== What the task requires ==
Every entry must come back exactly as it was given.

Dataset entries
=-=-=-=-=

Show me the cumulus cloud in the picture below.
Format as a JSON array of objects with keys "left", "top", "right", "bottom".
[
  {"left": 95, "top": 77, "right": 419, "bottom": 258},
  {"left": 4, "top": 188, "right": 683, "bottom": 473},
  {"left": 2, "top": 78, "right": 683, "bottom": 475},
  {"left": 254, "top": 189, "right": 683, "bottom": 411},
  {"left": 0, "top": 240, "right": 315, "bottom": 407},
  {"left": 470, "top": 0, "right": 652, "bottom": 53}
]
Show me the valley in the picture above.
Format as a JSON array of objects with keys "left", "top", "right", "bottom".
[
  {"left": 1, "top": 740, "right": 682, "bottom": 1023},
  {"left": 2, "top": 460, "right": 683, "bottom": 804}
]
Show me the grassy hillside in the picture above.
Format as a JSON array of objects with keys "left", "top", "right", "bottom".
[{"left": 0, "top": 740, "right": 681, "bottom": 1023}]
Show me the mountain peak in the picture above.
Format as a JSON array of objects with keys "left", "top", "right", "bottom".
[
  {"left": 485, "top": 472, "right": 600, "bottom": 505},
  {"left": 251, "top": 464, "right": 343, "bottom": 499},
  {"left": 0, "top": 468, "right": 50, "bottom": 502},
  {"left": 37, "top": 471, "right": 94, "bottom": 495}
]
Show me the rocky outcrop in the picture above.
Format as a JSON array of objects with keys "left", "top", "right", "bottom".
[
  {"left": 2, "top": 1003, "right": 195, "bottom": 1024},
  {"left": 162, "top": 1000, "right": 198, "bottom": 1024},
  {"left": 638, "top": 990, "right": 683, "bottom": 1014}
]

=-=-=-=-=

== Expected answer ==
Show me the cumulus cloud in the picture below.
Format as a JSON array of objects with keys "left", "top", "right", "bottom".
[
  {"left": 95, "top": 77, "right": 419, "bottom": 258},
  {"left": 4, "top": 188, "right": 683, "bottom": 473},
  {"left": 2, "top": 78, "right": 683, "bottom": 475},
  {"left": 254, "top": 189, "right": 683, "bottom": 411},
  {"left": 0, "top": 240, "right": 315, "bottom": 407},
  {"left": 470, "top": 0, "right": 652, "bottom": 53}
]
Show me the valley in the picture above.
Format as a JSON array of objects with keys "left", "top", "right", "bottom".
[
  {"left": 1, "top": 740, "right": 682, "bottom": 1023},
  {"left": 2, "top": 460, "right": 683, "bottom": 804}
]
Show me the grassy hillside in the picture above.
Format as a JSON array of objects with keys "left", "top", "right", "bottom".
[{"left": 0, "top": 740, "right": 681, "bottom": 1023}]
Show me the mountain peak in the picture above.
Format as a JSON array of objects with keys "left", "top", "right", "bottom".
[
  {"left": 485, "top": 472, "right": 600, "bottom": 505},
  {"left": 251, "top": 464, "right": 343, "bottom": 499},
  {"left": 0, "top": 468, "right": 50, "bottom": 502},
  {"left": 37, "top": 471, "right": 94, "bottom": 495}
]
Show me the rocky outcrop in the picture above.
Format as a JSON array of objects with keys "left", "top", "right", "bottom".
[
  {"left": 2, "top": 1003, "right": 195, "bottom": 1024},
  {"left": 162, "top": 1000, "right": 198, "bottom": 1024},
  {"left": 638, "top": 990, "right": 683, "bottom": 1014}
]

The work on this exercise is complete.